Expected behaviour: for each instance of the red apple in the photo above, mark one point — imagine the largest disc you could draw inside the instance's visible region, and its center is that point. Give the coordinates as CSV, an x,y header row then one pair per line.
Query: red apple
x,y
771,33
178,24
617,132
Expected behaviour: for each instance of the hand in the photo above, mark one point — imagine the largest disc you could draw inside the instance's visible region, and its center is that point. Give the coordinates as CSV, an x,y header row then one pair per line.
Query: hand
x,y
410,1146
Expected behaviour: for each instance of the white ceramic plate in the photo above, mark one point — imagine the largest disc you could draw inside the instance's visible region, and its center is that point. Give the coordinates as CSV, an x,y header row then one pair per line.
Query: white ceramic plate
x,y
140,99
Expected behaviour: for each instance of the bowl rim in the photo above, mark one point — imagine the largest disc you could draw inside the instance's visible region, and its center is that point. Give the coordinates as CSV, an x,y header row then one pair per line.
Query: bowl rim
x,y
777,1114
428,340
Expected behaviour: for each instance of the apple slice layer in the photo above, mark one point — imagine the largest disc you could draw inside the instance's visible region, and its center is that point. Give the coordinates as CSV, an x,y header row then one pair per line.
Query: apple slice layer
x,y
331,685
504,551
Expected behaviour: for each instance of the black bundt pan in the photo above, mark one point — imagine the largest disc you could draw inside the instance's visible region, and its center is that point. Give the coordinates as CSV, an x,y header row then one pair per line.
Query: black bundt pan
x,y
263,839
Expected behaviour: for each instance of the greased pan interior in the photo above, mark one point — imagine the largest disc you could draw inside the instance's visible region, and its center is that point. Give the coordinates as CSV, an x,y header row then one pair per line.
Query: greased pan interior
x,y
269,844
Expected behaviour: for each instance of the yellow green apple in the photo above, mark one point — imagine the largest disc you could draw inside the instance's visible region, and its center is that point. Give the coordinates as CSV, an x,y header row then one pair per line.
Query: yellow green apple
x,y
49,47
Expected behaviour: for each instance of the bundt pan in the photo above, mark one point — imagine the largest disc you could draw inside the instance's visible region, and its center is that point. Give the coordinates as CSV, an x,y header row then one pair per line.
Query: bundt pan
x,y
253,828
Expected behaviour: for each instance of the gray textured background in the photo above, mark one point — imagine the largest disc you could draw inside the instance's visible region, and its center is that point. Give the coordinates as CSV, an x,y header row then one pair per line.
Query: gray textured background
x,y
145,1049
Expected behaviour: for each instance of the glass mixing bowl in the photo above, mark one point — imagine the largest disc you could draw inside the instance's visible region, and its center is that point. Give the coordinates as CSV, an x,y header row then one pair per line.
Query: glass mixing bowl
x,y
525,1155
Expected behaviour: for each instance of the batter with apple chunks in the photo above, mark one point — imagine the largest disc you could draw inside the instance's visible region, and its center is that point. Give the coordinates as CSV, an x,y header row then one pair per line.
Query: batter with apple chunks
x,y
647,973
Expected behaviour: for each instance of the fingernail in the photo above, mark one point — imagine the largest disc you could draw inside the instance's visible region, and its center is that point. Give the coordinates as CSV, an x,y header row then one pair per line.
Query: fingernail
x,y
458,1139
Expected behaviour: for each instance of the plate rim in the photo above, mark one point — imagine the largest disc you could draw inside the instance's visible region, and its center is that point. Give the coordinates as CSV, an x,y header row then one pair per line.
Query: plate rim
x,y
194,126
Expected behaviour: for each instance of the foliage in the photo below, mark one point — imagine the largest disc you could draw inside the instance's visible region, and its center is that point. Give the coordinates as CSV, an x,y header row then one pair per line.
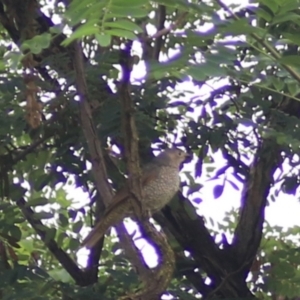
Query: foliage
x,y
211,76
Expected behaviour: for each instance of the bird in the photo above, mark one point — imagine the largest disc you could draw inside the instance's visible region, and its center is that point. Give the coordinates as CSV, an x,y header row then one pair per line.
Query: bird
x,y
159,182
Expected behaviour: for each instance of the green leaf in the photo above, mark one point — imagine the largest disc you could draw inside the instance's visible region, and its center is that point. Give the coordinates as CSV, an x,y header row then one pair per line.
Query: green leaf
x,y
37,202
15,232
127,11
17,192
83,31
73,244
43,215
124,24
130,3
77,226
218,191
64,222
292,60
104,40
50,235
122,33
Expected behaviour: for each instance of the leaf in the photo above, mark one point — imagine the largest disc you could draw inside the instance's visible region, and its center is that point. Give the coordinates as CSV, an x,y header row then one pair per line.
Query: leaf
x,y
130,3
124,24
43,215
50,235
83,31
127,11
194,188
17,192
77,226
103,39
73,244
218,191
233,184
122,33
15,232
63,220
37,202
197,200
291,60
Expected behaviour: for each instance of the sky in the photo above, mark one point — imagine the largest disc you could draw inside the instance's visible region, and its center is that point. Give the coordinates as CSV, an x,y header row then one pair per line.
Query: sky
x,y
284,212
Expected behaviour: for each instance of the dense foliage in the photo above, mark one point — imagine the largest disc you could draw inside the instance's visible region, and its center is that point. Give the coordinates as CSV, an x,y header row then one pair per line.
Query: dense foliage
x,y
213,77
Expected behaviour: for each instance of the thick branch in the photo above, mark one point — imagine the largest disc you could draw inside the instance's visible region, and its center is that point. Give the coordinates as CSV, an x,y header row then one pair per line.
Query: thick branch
x,y
249,228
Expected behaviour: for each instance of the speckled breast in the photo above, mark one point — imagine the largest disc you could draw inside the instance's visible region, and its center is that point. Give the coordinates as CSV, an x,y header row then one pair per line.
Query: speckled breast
x,y
160,191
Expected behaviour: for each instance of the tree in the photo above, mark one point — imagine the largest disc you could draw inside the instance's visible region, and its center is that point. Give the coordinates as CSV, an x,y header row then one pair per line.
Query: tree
x,y
65,108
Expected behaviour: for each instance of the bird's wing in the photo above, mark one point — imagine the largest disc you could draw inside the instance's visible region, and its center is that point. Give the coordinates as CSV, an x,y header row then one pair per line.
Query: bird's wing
x,y
149,173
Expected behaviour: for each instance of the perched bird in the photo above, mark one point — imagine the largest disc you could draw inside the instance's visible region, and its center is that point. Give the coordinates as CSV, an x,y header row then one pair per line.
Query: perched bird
x,y
160,181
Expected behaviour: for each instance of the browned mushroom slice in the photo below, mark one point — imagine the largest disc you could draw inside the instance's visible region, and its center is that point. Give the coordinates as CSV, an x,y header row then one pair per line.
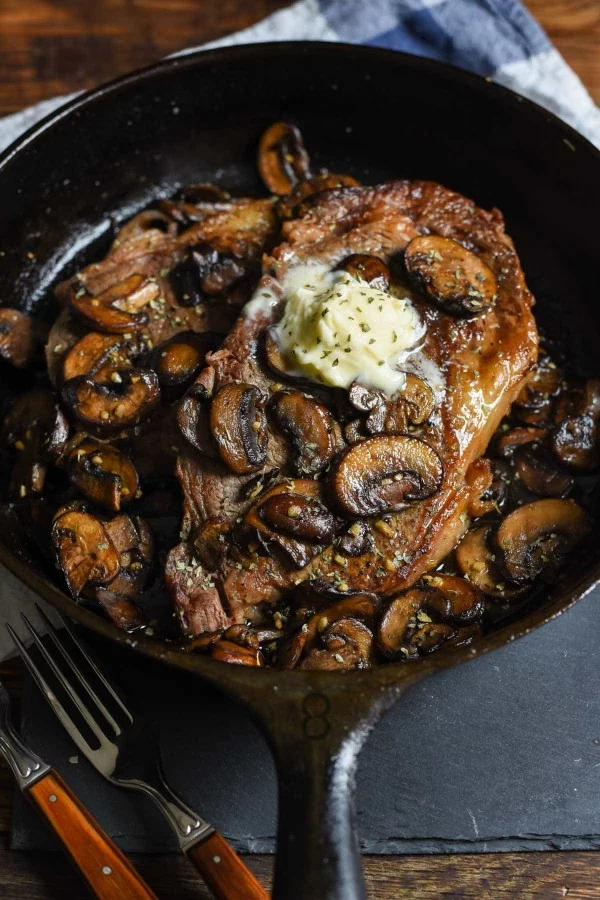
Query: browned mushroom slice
x,y
120,308
301,517
103,474
457,600
481,565
288,206
450,275
121,610
292,516
535,538
576,439
204,273
540,474
98,356
36,430
178,360
314,433
193,419
412,405
356,541
282,158
84,550
238,425
227,651
429,637
20,337
382,474
348,645
399,621
111,407
509,441
368,268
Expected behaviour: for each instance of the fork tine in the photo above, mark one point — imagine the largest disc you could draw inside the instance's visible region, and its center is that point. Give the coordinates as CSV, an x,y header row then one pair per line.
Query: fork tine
x,y
96,670
64,683
49,694
76,671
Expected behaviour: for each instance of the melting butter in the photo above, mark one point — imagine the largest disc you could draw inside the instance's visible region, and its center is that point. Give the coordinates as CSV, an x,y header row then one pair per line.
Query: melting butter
x,y
336,329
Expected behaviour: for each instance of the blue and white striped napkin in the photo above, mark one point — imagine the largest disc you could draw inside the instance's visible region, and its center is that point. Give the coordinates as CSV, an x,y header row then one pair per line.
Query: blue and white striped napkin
x,y
495,38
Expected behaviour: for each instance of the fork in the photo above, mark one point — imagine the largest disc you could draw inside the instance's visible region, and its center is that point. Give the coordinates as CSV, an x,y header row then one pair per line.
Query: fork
x,y
108,873
126,756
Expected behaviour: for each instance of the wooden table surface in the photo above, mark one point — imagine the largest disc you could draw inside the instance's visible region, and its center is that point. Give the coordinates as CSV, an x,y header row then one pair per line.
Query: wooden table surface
x,y
50,47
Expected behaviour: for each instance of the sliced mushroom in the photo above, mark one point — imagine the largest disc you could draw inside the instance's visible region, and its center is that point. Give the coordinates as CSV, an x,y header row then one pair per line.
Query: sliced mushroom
x,y
491,500
314,433
238,425
84,550
576,439
102,473
450,275
509,441
481,565
288,206
354,607
120,308
383,474
398,621
134,543
356,541
429,637
122,611
204,273
292,516
535,538
254,488
282,158
457,600
98,356
301,517
112,406
178,360
368,268
348,645
227,651
193,419
412,405
540,474
36,430
20,337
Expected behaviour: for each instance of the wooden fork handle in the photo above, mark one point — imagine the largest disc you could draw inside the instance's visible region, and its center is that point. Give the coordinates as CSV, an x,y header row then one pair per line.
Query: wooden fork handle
x,y
223,870
107,871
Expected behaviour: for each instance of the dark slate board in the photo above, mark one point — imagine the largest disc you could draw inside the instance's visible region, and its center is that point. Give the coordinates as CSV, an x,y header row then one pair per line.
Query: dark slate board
x,y
502,753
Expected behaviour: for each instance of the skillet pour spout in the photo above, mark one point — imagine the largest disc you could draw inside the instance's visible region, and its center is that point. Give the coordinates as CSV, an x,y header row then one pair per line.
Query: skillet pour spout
x,y
60,195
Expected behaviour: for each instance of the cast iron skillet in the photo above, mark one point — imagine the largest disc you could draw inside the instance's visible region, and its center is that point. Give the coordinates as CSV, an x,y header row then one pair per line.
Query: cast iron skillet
x,y
377,115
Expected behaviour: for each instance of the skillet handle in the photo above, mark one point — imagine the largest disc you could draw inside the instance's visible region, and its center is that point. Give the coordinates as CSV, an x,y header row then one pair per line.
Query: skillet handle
x,y
316,738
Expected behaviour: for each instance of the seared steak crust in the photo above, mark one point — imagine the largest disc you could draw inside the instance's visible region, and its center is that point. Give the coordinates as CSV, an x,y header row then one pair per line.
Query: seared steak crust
x,y
481,362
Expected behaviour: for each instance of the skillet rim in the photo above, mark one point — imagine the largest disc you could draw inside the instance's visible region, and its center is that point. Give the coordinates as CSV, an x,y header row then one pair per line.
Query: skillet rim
x,y
385,674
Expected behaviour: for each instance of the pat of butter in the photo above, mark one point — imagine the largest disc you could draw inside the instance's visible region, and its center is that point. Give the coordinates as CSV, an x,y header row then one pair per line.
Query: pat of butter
x,y
336,329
--
## Goal
Please rework the records from the line holding "Expected behaviour: for each instance of the skillet rim" through their final line, inclusive, into a Markdown table with the columns No. and Text. Give each line its own numbered row and skip any blank lines.

## Solved problem
| No. | Text |
|---|---|
| 1 | Expected behaviour: for each instance of the skillet rim in the photo above, mark one point — imagine the largest disc you could draw inside the instance's visible region, and its center is that point. Give the coordinates as CSV, an x,y header row then one pair per line. |
| 2 | Query: skillet rim |
| 3 | x,y |
| 4 | 385,674 |
| 5 | Expected behaviour: for each instance of the pat of butter in the photo above, mark one point — imagine the largest disc you could draw inside the instance's visible region, and its center is that point. Give the coordinates as CSV, an x,y header row then one pair per line. |
| 6 | Query: pat of butter |
| 7 | x,y |
| 8 | 336,329 |